-- START OF Raw data --
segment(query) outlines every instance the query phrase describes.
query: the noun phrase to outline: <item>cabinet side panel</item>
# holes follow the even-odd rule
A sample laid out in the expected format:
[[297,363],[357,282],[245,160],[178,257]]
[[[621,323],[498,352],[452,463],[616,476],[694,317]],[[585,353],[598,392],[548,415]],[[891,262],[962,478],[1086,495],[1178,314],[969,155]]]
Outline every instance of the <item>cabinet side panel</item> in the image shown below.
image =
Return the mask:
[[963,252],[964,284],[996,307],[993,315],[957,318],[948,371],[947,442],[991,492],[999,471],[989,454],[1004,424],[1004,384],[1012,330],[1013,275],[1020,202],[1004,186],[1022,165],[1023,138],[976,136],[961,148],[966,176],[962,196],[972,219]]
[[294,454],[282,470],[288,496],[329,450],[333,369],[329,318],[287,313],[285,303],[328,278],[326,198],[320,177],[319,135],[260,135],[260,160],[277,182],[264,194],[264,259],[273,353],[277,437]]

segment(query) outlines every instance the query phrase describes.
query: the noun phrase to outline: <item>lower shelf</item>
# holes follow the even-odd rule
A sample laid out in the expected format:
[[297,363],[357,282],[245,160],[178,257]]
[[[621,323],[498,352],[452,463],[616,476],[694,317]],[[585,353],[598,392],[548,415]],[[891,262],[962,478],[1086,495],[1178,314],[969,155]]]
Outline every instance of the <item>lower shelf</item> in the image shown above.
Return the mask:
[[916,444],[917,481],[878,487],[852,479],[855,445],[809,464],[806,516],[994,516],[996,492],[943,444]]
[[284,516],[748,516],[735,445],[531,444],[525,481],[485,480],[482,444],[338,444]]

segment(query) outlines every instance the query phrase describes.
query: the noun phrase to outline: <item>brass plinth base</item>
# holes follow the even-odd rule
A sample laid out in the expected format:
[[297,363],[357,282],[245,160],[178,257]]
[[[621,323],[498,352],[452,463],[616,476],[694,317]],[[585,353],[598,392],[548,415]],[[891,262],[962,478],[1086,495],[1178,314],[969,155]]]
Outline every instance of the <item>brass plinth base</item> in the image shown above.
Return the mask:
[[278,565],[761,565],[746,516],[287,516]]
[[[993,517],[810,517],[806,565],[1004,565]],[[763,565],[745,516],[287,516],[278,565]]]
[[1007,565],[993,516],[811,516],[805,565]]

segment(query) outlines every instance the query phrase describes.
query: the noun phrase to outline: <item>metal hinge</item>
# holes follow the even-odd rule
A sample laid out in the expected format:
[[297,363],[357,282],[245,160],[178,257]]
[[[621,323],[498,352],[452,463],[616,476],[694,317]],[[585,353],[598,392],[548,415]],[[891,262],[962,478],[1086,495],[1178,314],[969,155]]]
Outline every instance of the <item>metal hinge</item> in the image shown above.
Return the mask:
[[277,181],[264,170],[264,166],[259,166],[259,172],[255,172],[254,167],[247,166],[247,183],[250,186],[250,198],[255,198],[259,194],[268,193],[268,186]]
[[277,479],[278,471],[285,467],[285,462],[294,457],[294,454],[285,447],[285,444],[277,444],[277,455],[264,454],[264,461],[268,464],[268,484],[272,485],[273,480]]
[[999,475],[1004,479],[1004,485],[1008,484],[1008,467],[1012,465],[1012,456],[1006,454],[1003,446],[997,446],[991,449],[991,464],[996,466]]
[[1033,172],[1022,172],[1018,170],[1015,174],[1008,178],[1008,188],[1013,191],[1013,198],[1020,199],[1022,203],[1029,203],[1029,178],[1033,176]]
-- END OF Raw data --
What is expected =
Return every line of the records above that contains the word "shelf", copied without changes.

Reply to the task =
query: the noun phrase to outline: <item>lower shelf</item>
Outline every instance of the <item>lower shelf</item> in the image shown above.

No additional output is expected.